(READING TEXT begins)

Two days a week, whilst my 3 year old is at kindergarten, I have the pleasure of spending time alone with my 18 month old daughter. Yesterday was one of these days. As we walked hand in hand, along the path by the beach that I go to most days with one or both of the girls, I found myself aware that this familiar daily existence, could be nearing an end.
I have been merrily, tearily and, more often than not, blearily, muddling my way through my motherhood bubble for the best part of 3 years. With no job held open for me after my second daughter was born 18 months ago, I haven’t felt the pressure to make a decision regarding returning to paid work – until now. I can’t be a stay-at-home mum forever. At some point my youngest will benefit from further interaction and stimulation at kindergarten as her sister has done and if our little family is complete (something I still struggle to be absolute on), I need to find something to stimulate me and of course bring in some dollars!
As I am writing this the tears are slipping down my cheeks, as my children’s have done thousands of times throughout the last 3 years and I’ve mostly been there to mop them up. Essentially, for the last 3 years, I have been a stay-at-home mum.
Becoming a mum was the biggest milestone of my 36 and a half years on this planet. Ever since I was a little girl there was an innate desire within me to have a family of my own. I had friends, and a boyfriend at one point, who had no such yearning. This was such an alien concept to me. Sure, I went to university and later enjoyed carving out a career, but I always knew that what I really wanted from my life, more than anything else, was to be a mum.
These tears carry so much within them as I contemplate approaching my next milestone – returning to paid employment. Tears of happiness at the beautiful moments I’ve shared with my children, tears of regret for the frustration and anger I have felt at times. Tears of despair during the endless sleep deprived nights and irrational tantrums. Tears of disappointment that I haven’t always been the mum I wanted to be. Tears of anxiety at the prospect of returning to the now so alien corporate world and lastly tears of sadness that this precious chapter of my motherhood journey may be nearing an end as I approach a new stage of my life.

(READING TEXT ends)
(EXTRACTED ENTRIES begins)

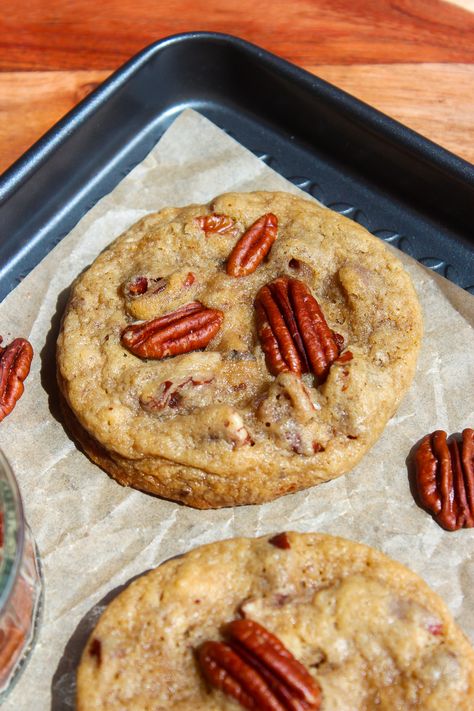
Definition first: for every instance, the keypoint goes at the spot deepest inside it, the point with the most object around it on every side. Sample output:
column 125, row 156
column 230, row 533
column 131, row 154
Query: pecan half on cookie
column 293, row 331
column 188, row 328
column 445, row 478
column 257, row 670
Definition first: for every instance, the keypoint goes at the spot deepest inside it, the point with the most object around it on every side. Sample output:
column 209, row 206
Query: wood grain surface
column 412, row 59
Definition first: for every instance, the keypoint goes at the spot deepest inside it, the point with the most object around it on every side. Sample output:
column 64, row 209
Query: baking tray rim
column 425, row 149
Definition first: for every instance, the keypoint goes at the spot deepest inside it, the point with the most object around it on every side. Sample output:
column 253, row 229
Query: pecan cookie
column 296, row 621
column 233, row 352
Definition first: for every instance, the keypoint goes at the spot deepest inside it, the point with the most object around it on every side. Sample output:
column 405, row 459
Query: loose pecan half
column 257, row 670
column 188, row 328
column 215, row 224
column 253, row 246
column 292, row 329
column 15, row 361
column 445, row 478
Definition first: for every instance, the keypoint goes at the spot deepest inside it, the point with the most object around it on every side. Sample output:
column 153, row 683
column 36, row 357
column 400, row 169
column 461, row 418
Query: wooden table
column 412, row 59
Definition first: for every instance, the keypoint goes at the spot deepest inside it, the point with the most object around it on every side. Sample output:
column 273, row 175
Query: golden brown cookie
column 370, row 632
column 221, row 425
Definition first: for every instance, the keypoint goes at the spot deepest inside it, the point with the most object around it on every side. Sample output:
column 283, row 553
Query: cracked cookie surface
column 213, row 427
column 371, row 632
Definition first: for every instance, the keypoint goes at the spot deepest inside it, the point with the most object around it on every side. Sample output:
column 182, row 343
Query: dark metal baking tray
column 403, row 188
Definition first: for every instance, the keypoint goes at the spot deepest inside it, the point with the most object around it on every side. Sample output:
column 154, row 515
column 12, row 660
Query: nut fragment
column 188, row 328
column 15, row 361
column 445, row 478
column 257, row 670
column 253, row 246
column 215, row 224
column 281, row 540
column 293, row 331
column 169, row 393
column 139, row 285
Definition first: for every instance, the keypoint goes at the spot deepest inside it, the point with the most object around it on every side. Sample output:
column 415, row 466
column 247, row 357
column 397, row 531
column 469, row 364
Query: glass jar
column 20, row 583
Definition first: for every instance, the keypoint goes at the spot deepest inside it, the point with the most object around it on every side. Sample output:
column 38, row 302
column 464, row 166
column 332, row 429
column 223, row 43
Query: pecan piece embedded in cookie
column 292, row 329
column 256, row 669
column 15, row 362
column 215, row 224
column 253, row 246
column 445, row 478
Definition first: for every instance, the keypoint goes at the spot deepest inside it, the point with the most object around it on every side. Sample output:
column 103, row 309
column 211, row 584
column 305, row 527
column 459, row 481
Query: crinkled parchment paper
column 94, row 535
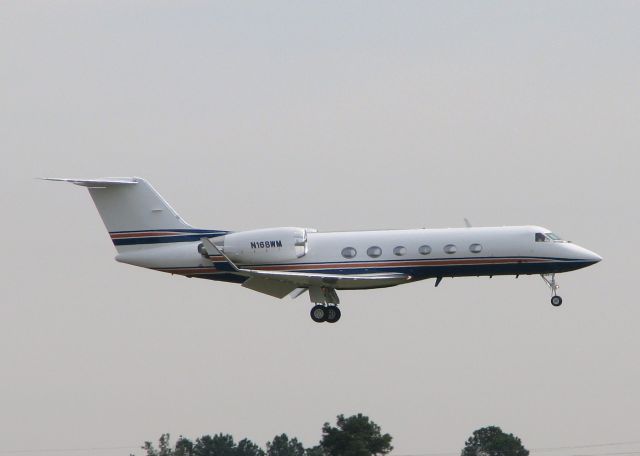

(EXTRACTED ENTRIES ends)

= WORK ORDER A =
Do the following statements agree with the motherhood text? Answer yes or no to each and quote the deciding words.
(i) The writer's older daughter is 3 years old.
(ii) A job was held open for the writer after her second daughter was born.
(iii) The writer is 36 and a half years old.
= WORK ORDER B =
Please reproduce the passage of the motherhood text starting with "I have been merrily, tearily" and going on through "in some dollars!".
= WORK ORDER C =
Answer these questions from the motherhood text:
(i) How many days a week does the writer spend alone with her 18 month old daughter?
(ii) What does the writer name as her next milestone?
(iii) Where did the writer go before she enjoyed carving out a career?

= PROBLEM SOLUTION A =
(i) Yes: "my 3 year old is at kindergarten"
(ii) No: "With no job held open for me after my second daughter was born 18 months ago"
(iii) Yes: "the biggest milestone of my 36 and a half years on this planet"

= PROBLEM SOLUTION B =
I have been merrily, tearily and, more often than not, blearily, muddling my way through my motherhood bubble for the best part of 3 years. With no job held open for me after my second daughter was born 18 months ago, I haven’t felt the pressure to make a decision regarding returning to paid work – until now. I can’t be a stay-at-home mum forever. At some point my youngest will benefit from further interaction and stimulation at kindergarten as her sister has done and if our little family is complete (something I still struggle to be absolute on), I need to find something to stimulate me and of course bring in some dollars!

= PROBLEM SOLUTION C =
(i) Two days a week
(ii) Returning to paid employment
(iii) To university